→ **READING TEXT**

§

The next two slides we'll look at some of the outcomes for the ArteraAI Prostate Test. This is the first slide looking at distant metastases. In the overall population, this is stratified by radiotherapy alone versus radiotherapy plus short-term ADT, we see a benefit for short-term ADT in the overall population for distant metastases. The hazard ratio is 0.64. If the predictive model, the ArteraAI Prostate Test, is positive, we see even a bigger discrepancy between these two treatment arms for distant metastases. So the 15-year estimate of distant metastases in the radiotherapy alone arm was 14.4%, and for radiotherapy plus short-term ADT was 4%. This is a statistically significant hazard ratio in the biomarker-positive population, which was 543 patients.

Moving to the right, and this is almost two-thirds of the patients in this trial, when we looked at the predictive model negative for predicting distant metastases in these patients with a negative predictive model test, there's no difference whether they receive radiotherapy alone or radiotherapy plus short-term ADT. You can see here the hazard ratio of 0.92.

§

→ **ENTRIES SUPPLIED**

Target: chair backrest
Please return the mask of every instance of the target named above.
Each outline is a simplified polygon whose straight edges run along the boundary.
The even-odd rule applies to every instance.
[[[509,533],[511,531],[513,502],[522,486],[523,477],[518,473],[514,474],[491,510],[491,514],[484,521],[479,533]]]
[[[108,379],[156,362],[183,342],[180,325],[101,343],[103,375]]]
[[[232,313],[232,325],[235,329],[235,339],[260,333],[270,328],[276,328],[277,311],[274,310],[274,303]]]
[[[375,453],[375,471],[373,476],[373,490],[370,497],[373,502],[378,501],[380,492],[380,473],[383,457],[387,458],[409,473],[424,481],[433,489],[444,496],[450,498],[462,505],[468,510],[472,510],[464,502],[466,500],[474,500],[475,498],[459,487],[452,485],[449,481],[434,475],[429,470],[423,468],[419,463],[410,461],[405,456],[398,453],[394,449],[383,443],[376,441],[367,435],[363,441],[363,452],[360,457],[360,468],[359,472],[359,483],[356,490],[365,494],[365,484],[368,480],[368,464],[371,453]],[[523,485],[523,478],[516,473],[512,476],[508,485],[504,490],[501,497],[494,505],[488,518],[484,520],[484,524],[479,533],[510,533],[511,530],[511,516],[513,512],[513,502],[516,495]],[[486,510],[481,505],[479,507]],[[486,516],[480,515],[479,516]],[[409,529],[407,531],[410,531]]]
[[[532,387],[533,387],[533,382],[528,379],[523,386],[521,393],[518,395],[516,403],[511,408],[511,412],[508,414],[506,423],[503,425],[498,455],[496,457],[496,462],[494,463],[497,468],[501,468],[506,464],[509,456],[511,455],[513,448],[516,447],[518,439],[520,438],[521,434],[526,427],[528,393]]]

§

→ **WORK ORDER 1**
List every hazard ratio and every 15-year distant metastasis estimate given in the prostate test text.
→ **WORK ORDER 2**
Please carry on the prostate test text from the point where it stops.
The rows are separate material and have nothing to do with the prostate test text.

→ **TASK RESPONSE 1**
Hazard ratios: 0.64 (overall population) and 0.92 (predictive model negative). 15-year distant metastasis estimates (predictive model positive): 14.4% (radiotherapy alone) and 4% (radiotherapy plus short-term ADT).

→ **TASK RESPONSE 2**
This is the exact same slide except in the last slide we were talking about distant metastases, and in this slide, we're looking at prostate cancer-specific mortality. In the overall cohort, we see a benefit for the addition of short-term ADT to radiotherapy for prostate cancer-specific mortality, hazard ratio 0.52, statistically significant confidence interval. In the biomarker predictive model positive, again we see a greater benefit among these patients for the addition of short-term ADT in improving prostate cancer-specific mortality. Prostate cancer-specific mortality risk was 2.6% at 15 years compared to 12.7% in the radiotherapy alone in the predictive model positive patients. In the predictive model negative patients, again, importantly, there is no benefit for prostate cancer-specific mortality for the addition of short-term ADT to radiotherapy.

This is the Forest plot summarizing the last two slides. Again, we can see for the biomarker positive patients for both distant metastases and prostate cancer-specific mortality, we see significant benefit of adding short-term ADT to radiotherapy. In the negative patients, we see no benefit for distant metastases or prostate cancer-specific mortality.

This is a subgroup analysis, additional analyses, looking at the same concept of outcomes based on negative or positive biomarker. This is for metastasis-free survival and overall survival. To date, at least in this trial, there's no difference in benefit. This is specifically looking at even further downstream outcomes like overall survival, where we don't see a benefit in terms of prognostication for the ArteraAI Prostate Test yet.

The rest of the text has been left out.